Assignment
What is needed here is an exact copy of every entry.
++++++++++
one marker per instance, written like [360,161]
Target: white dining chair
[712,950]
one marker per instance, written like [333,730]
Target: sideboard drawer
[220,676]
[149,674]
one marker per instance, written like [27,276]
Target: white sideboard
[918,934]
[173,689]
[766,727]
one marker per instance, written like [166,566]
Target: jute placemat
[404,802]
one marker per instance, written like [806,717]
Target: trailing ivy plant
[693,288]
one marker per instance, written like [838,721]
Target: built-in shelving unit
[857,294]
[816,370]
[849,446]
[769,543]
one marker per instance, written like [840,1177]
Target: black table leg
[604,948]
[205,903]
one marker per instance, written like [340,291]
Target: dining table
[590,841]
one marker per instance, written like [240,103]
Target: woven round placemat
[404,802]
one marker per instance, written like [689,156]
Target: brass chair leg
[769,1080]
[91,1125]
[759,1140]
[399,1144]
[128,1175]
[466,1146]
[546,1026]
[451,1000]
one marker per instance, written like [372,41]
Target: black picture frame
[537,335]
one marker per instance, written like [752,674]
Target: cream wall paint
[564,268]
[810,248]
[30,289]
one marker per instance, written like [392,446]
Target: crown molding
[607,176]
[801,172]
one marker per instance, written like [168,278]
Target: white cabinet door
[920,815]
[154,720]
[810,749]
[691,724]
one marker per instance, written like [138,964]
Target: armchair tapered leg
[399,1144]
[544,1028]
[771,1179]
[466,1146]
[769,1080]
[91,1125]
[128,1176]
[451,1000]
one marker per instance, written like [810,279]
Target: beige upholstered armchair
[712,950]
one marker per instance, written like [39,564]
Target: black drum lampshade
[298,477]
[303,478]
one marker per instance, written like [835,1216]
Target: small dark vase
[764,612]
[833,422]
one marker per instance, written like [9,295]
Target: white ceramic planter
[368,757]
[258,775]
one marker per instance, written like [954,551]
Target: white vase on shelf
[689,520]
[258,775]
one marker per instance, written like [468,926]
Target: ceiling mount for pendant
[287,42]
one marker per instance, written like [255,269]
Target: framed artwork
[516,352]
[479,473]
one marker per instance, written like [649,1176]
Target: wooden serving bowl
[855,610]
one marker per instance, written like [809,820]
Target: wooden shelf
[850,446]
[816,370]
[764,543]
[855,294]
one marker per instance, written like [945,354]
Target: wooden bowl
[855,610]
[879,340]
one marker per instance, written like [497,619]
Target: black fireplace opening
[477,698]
++++++++++
Solution for this task
one marker per instance, written like [360,161]
Target: white dining chair
[712,950]
one marker per instance, written like [333,730]
Target: sideboard drawer
[220,676]
[149,674]
one marker per instance, written like [27,276]
Target: white sideboard
[918,934]
[173,689]
[766,727]
one marker per instance, written like [166,566]
Target: jute placemat
[404,802]
one marker per instance, written like [806,717]
Target: trailing ivy plant
[693,288]
one marker per instance, written like [838,721]
Target: built-in shelving unit
[857,294]
[816,370]
[849,446]
[769,543]
one marker per instance, written like [840,1177]
Target: black table leg
[604,948]
[205,903]
one marker per instance, written like [340,291]
Target: dining table
[590,841]
one marker per instance, written like [240,103]
Target: woven round placemat
[404,802]
one marker per instance, written like [689,156]
Target: brass chair leg
[769,1080]
[91,1125]
[759,1140]
[399,1144]
[128,1175]
[466,1146]
[546,1026]
[451,1000]
one marker per instance, written like [372,41]
Target: black picture frame
[537,335]
one marker per instance, written like [752,674]
Target: cream wall paint
[564,268]
[810,248]
[30,289]
one marker per instance, written like [392,446]
Target: crown molding
[607,176]
[801,172]
one marker per instance, written like [168,278]
Target: white cabinet door
[920,815]
[154,720]
[810,749]
[691,724]
one marker per instance, written like [138,964]
Target: armchair tapered leg
[399,1144]
[544,1028]
[771,1179]
[466,1146]
[769,1080]
[91,1125]
[128,1176]
[451,1000]
one marker per instance, written like [810,279]
Target: beige upholstered armchair
[712,950]
one marker per instance, written like [39,564]
Target: black drum lampshade
[298,477]
[303,478]
one marker per instance, written like [835,1216]
Target: small dark vase
[764,612]
[833,422]
one marker per instance, written like [9,295]
Target: white ceramic planter
[368,757]
[258,775]
one marker per instance, written like [954,551]
Target: white vase on shelf
[689,520]
[258,775]
one marker per instance, written like [468,926]
Target: ceiling mount for pendant
[287,42]
one marker per instance, written like [255,269]
Target: framed artwork
[516,352]
[479,473]
one marker per instance, written like [649,1176]
Target: wooden serving bowl
[855,610]
one marker per instance, written like [809,820]
Target: wooden shelf
[850,446]
[816,370]
[764,543]
[855,294]
one marker per instance, written like [945,354]
Target: wooden bowl
[855,610]
[879,340]
one marker per instance, written like [497,619]
Target: black fireplace opening
[477,698]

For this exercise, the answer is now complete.